> **TEKS HALAMAN**:
--------------------
Pada umunya tujuan sekolah meliputi pengajaran, penelitian, dan pengabdian, atau yang dikenal sebagai tridarma sekolah. Sehubungan dengan hal ini, Porter (1994) mengindikasikan akan adanya kesulitan dalam mengukur mutu sekolah hanya dengan menggunakan pendekatan fitnessfor purpose. Selanjutnya, porter menambahkan pendekatan lain yang sifatnya interrelated dengan pendekatan fitness for purpose, yaitu konsep exeptional di mana mutu dapat dipandang sebagai passing a set of requirement  or minimum standard.

Dalam konteks pendidikan internasional, glonal alliance for transnational education (GATE) mendefinisikan mutu sebagai as meeting or fulfilling requirement, often referred to as fitness for purpose (GATE) 1988., dan dalam hubungannya dengan pendekatan pemenuhan standar minimum, standar diartikan sebagai a level or grade of goodness of something, and in an education context may be defined as an explicit level of academic attainment. Jelaslah, bahwa fngsi standar antara lain as means of measurements of the criteria by which quality may be judged (GATE, 1998)

Dalam konteks nasional di Indonesia, kualitas dan idealisme sebuah madrasah diarahkan pada penyiapan dan pembekalan kompetensi akademis dan moral sebagai dua pilar penting pada sebuah lembaga pendidikan yang bernafaskan islami. Seluruh proses yang diselenggarakan pada sebuah lembaga seyogyanya diarahkan pada pembentukan pribadi siswa yang memiliki kualitas sekaligus idealisme pada kedua dimensi kompetensi akademik dan moral itu.
--------------------
> **PETUNJUK**:
1/ Menurut teks tentang mutu sekolah, apa saja yang pada umumnya tercakup dalam tujuan sekolah?
2/ Tulis ulang bagian teks tentang mutu sekolah yang diawali dengan kata-kata "Dalam konteks nasional" dan diakhiri dengan "dan moral itu.", dengan mengganti "siswa" menjadi "peserta didik".
3/ Teruskan teks tentang mutu sekolah dan madrasah mulai dari kalimat terakhirnya.

> **DATA TERSIMPAN**:
--------------------
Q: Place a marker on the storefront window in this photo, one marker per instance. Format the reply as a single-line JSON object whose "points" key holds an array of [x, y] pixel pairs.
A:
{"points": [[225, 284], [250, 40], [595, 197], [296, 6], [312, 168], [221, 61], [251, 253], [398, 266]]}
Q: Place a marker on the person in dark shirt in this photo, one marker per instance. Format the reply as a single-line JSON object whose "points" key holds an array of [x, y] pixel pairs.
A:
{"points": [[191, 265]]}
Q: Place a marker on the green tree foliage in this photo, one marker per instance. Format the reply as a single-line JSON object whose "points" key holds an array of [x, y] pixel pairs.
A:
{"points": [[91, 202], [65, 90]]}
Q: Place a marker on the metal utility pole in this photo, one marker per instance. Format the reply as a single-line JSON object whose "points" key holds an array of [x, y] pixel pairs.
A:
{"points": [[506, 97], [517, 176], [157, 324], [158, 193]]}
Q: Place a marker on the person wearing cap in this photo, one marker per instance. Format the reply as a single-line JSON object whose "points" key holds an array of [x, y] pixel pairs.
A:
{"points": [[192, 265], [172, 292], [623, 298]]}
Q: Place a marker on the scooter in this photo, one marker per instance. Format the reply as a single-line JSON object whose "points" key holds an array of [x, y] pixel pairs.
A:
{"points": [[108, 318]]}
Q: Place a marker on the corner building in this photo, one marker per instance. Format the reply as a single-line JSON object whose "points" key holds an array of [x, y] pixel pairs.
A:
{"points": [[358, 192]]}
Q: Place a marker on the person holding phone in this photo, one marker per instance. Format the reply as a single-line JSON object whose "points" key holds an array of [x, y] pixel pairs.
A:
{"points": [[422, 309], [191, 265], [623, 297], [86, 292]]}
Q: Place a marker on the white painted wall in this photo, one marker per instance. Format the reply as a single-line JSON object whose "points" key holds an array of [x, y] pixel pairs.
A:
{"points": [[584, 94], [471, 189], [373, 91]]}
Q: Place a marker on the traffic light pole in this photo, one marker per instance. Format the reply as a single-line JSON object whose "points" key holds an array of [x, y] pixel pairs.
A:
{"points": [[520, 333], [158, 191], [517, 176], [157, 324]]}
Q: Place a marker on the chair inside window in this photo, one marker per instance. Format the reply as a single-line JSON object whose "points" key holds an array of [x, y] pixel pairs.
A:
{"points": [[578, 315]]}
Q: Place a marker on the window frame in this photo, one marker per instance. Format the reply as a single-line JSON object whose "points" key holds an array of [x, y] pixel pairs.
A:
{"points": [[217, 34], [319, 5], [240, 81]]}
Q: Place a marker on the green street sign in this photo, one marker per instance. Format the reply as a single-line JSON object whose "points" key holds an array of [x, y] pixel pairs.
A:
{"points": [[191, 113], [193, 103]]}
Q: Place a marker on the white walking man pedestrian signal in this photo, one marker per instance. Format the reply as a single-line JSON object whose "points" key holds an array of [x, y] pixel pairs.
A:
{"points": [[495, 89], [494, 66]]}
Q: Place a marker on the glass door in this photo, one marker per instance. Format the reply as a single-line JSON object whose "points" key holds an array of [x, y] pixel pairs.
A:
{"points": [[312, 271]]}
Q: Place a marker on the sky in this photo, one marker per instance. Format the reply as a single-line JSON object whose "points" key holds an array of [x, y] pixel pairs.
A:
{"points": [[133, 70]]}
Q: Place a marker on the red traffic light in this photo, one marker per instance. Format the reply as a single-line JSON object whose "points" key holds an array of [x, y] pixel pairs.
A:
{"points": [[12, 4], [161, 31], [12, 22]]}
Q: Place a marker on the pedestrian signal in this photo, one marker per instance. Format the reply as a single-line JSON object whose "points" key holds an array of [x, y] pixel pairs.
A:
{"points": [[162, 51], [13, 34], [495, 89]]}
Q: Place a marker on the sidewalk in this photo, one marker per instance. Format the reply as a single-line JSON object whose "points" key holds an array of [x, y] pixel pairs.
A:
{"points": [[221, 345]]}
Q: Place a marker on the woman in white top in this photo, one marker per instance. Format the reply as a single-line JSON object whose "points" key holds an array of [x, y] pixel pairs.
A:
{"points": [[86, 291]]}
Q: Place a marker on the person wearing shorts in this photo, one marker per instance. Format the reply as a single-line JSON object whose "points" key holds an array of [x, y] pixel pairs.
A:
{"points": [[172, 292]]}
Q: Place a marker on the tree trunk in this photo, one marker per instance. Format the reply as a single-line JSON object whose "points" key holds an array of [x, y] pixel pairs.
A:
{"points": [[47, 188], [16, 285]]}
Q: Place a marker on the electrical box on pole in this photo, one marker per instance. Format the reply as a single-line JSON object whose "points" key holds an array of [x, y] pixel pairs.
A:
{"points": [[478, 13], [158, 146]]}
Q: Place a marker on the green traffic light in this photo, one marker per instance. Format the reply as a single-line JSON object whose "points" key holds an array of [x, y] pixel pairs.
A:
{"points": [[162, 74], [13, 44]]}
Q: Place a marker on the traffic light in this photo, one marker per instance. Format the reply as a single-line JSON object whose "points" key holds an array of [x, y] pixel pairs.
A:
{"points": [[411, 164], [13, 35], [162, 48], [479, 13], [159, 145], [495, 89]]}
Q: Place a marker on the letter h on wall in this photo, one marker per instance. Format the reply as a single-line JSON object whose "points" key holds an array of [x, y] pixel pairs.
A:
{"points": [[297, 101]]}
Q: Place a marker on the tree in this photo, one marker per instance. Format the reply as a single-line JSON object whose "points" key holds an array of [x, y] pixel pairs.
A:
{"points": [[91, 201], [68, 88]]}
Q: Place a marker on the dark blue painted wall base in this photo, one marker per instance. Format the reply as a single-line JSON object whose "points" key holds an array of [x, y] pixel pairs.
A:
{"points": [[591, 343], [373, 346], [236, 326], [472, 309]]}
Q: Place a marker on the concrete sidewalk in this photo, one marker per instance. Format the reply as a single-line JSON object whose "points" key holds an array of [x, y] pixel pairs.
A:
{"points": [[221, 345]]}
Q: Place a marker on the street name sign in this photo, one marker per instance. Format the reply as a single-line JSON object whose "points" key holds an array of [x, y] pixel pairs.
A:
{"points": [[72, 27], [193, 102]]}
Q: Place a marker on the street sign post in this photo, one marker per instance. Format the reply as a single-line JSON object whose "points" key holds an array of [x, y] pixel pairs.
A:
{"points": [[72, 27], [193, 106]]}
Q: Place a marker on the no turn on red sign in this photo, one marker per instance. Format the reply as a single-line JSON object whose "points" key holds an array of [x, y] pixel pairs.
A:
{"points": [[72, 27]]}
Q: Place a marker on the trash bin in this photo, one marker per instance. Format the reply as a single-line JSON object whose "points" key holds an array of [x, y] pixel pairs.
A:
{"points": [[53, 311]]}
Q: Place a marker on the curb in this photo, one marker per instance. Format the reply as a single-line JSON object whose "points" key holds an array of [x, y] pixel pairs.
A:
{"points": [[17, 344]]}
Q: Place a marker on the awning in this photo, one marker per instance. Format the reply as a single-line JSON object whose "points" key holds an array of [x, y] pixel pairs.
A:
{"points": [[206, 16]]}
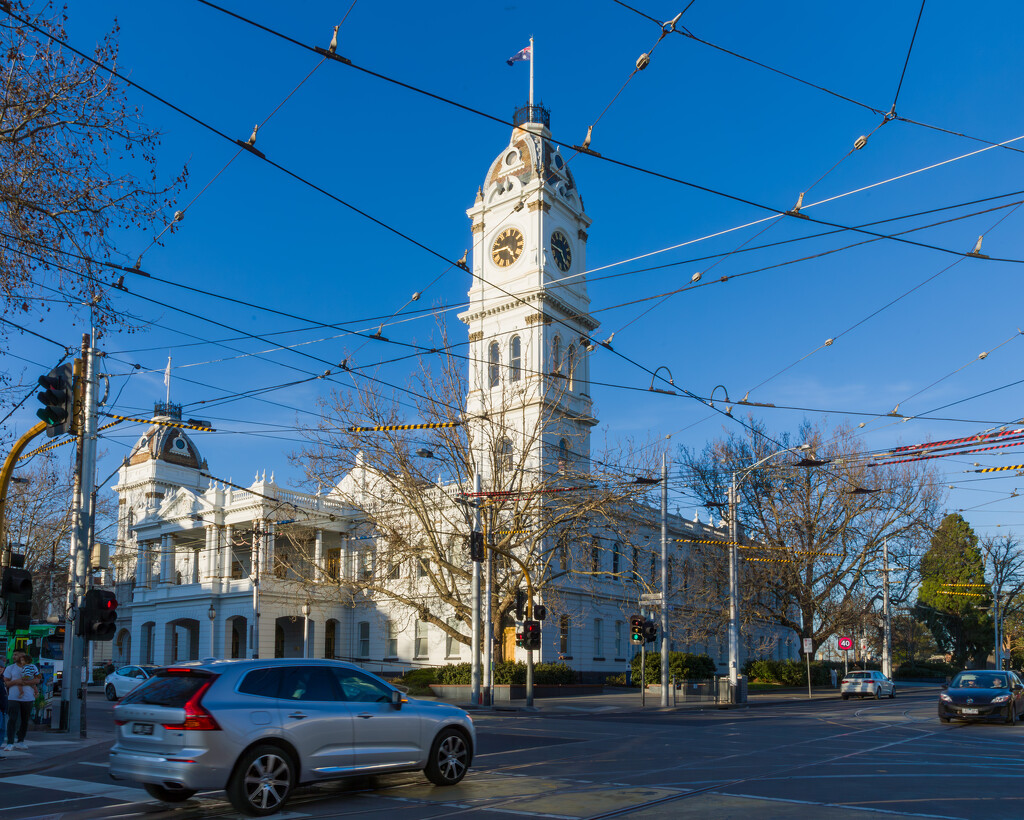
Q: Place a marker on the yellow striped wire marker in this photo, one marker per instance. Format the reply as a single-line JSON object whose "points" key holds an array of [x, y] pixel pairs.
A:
{"points": [[996, 469], [179, 425]]}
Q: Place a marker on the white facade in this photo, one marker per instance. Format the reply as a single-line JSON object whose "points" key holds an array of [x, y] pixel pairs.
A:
{"points": [[208, 569]]}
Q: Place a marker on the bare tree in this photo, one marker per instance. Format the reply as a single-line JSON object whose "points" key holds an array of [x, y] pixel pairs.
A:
{"points": [[1005, 564], [68, 137], [542, 515], [39, 523], [814, 534]]}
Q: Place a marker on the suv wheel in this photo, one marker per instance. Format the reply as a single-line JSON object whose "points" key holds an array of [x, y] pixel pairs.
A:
{"points": [[167, 794], [262, 781], [449, 759]]}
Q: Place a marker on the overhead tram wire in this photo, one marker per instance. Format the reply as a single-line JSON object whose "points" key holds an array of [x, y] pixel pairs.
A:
{"points": [[690, 36], [399, 233], [620, 163], [335, 198]]}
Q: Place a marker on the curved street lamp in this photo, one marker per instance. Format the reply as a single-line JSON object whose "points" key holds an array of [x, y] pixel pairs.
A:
{"points": [[738, 476]]}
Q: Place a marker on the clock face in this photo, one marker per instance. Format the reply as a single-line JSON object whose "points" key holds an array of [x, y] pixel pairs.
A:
{"points": [[561, 251], [507, 248]]}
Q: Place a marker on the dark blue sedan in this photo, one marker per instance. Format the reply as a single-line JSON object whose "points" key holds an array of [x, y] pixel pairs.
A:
{"points": [[982, 695]]}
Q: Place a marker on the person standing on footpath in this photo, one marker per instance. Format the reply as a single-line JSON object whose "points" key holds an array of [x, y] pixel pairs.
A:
{"points": [[20, 686]]}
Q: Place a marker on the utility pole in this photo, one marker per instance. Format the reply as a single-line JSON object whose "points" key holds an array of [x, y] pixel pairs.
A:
{"points": [[257, 549], [488, 638], [475, 592], [733, 592], [73, 690], [887, 627], [665, 580]]}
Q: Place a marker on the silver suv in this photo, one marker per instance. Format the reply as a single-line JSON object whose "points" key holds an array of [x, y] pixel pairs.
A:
{"points": [[259, 728]]}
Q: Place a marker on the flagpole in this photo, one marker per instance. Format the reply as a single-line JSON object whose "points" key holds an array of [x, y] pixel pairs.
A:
{"points": [[530, 77]]}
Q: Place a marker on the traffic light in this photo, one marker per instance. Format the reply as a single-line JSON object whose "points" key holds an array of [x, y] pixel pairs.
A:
{"points": [[15, 590], [475, 546], [57, 399], [98, 615], [18, 615], [531, 635], [636, 630], [520, 604]]}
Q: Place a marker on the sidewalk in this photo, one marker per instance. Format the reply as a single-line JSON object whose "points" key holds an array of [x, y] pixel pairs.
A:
{"points": [[628, 700], [47, 748]]}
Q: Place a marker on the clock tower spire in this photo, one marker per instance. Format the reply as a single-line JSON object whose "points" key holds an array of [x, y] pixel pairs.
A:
{"points": [[528, 319]]}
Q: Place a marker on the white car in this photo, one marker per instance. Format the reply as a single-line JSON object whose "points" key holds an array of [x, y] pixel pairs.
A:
{"points": [[866, 684], [120, 683]]}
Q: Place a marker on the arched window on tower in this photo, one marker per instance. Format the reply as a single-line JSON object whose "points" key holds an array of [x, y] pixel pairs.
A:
{"points": [[494, 364], [515, 358]]}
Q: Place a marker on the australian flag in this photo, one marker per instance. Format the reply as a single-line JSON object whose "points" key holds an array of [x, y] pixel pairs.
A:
{"points": [[519, 55]]}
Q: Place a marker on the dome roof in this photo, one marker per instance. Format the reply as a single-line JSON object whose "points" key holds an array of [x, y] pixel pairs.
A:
{"points": [[527, 155], [166, 444]]}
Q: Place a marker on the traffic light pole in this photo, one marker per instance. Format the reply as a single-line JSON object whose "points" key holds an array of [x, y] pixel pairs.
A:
{"points": [[5, 475], [475, 593], [73, 690], [665, 580]]}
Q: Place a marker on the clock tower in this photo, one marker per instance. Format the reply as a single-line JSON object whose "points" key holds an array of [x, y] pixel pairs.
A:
{"points": [[528, 403]]}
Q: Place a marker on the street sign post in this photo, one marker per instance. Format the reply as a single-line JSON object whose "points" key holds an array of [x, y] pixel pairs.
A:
{"points": [[845, 645], [808, 651]]}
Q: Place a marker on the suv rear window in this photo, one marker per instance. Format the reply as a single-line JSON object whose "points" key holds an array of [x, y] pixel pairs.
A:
{"points": [[265, 683], [167, 689]]}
--------------------
> **TANGGAPAN**:
1/ Pengajaran, penelitian, dan pengabdian, yang dikenal sebagai tridarma sekolah.

2/
Dalam konteks nasional di Indonesia, kualitas dan idealisme sebuah madrasah diarahkan pada penyiapan dan pembekalan kompetensi akademis dan moral sebagai dua pilar penting pada sebuah lembaga pendidikan yang bernafaskan islami. Seluruh proses yang diselenggarakan pada sebuah lembaga seyogyanya diarahkan pada pembentukan pribadi peserta didik yang memiliki kualitas sekaligus idealisme pada kedua dimensi kompetensi akademik dan moral itu.

3/
Kongkritisasi Menggagas Madrasah Ideal
Menyiapkan madrasah ideal yang berkualitas sangatlah tidak mudah. Banyak sekali ukuran yang bisa dijadikan indikator. Banyak yang terjadi pada penilaian kualitas sebuah madrasah hanya berdasarkan klaim semata. Madrasah yang berkualitas dan ideal tidak hanya ditentukan oleh megahnya gedung sarana dan prasarana. Madrasah yang baik juga belum boleh dikatakan baik jika hanya ditentukan oleh banyaknya jumlah siswa yang bersekolah. Madrasah yang baikpun belum  layak dikatakan baik bila ditunjukan oleh lokasi di mana madrasah itu bertempat.

Untuk menilai sebuah madrasah berkualitas, sampai hari ini masih ada perdebatan. Untuk menyebut sebuah madarasah yang memiliki kualifikasi tinggi saja masih banyak perbedaan. Ada yang mengidentifikasi sebagai madrasah efektif, madrasah unggulan, madrasah terpadu, madrasah integral, dan berbagai sebutan lainnya.

Dengan demikian, dewasa ini sulit menentukan indikator madrasah unggul dan ideal. Untuk memudahkannya, madrasah unggul boleh saja disetarakan dengan pelaksanaan madrasah yang mengaplikasikan manajemen berbasis madrasah (MBS). Tujuan utama penerapan implementasi visi, misi dan komitmen di madrasah pada intinya adalah untuk penyeimbangan struktur kewenangan antara madrasah, pemerintah daerah dan pusat, sehingga manajemen menjadi lebih efisien.

Kewenangan terhadap pembelajaran diserahkan kepada unit yang paling dekat dengan pelaksanaan proses pembelajaran itu sendiri, yaitu madrasah. Di samping itu, penyerahan kewenangan itu adalah untuk memberdayakan madrasah, agar madrasah dapat melayani masyarakat secara maksimal sesuai dengan keinginan masyarakat.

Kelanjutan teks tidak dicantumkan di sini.